-- Task goal --
Which recipes does the opening post of the shrimp cocktail sauce thread list as found on Google?

-- Extracted text --
* * * * *

# Alternative Shrimp Cocktail Sauces



## JustJoel (Sep 20, 2018)

I’m kinda tired of conventional shrimp cocktail sauce. I love the horseradish, and the big sniff/inhale that you do when there’s lots of it, but occasionally, something that depended less on tomatoes, and had maybe a little sweet along with the spicy would be nice! And before you post that “any sauce you like can be a dipping sauce,” there are sauces that, if not crafted specifically for seafood, at least are recognized as a good pair with seafood.

I searched on google and found four recipes that looked good as written, but also looked like they were easily altered or improved, i.e. versatile:

Rice Vinegar dipping sauce
Mustard Lime Cocktail Sauce
Cucumber Dill Cocktail Sauce
The whimsically named Yum Yum Shrimp Sauce, aka Japanese Shrimp Sauce.

Are there any sauces you turn to for serving shrimp as an hours d’ouevres or a snack when conventional cocktail sauce just won’t do?


----------



## Rascal (Sep 20, 2018)

I've always just used shop bought. Only sauce?  I've made along those lines was aioli. But now I use store bought.

Russ


----------



## Rocklobster (Sep 20, 2018)

I like a tar tar heavy on the tarragon...


----------



## Whiskadoodle (Sep 20, 2018)

* * * * *

Object point labels
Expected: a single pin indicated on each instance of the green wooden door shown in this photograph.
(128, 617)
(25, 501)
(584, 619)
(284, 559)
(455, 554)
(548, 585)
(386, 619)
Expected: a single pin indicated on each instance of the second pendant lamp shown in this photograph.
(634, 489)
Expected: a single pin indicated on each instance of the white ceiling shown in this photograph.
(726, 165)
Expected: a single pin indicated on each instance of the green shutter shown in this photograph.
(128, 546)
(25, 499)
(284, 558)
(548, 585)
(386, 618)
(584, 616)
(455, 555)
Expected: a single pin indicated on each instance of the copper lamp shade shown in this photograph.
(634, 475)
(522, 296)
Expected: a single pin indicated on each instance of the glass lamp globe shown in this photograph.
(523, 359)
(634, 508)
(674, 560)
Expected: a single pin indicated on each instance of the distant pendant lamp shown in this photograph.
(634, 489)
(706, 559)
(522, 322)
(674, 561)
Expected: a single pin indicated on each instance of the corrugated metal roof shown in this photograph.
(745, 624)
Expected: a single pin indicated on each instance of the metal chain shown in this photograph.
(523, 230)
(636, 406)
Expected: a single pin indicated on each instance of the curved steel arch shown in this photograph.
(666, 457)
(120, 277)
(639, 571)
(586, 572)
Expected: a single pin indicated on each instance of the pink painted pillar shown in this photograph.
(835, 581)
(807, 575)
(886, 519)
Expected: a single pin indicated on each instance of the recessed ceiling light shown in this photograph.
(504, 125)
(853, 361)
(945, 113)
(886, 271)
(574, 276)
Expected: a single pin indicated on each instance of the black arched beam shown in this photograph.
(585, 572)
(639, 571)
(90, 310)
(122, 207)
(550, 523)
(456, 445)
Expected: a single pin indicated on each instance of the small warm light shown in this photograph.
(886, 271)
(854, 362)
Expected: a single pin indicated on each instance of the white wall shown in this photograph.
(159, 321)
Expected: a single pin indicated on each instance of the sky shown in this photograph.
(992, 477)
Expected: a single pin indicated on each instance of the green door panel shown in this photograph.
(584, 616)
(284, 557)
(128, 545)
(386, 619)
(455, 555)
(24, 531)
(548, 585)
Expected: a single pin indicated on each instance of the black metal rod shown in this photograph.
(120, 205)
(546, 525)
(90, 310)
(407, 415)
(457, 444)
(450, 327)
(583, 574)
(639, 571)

* * * * *

-- Written solution --
- Rice Vinegar dipping sauce
- Mustard Lime Cocktail Sauce
- Cucumber Dill Cocktail Sauce
- Yum Yum Shrimp Sauce, aka Japanese Shrimp Sauce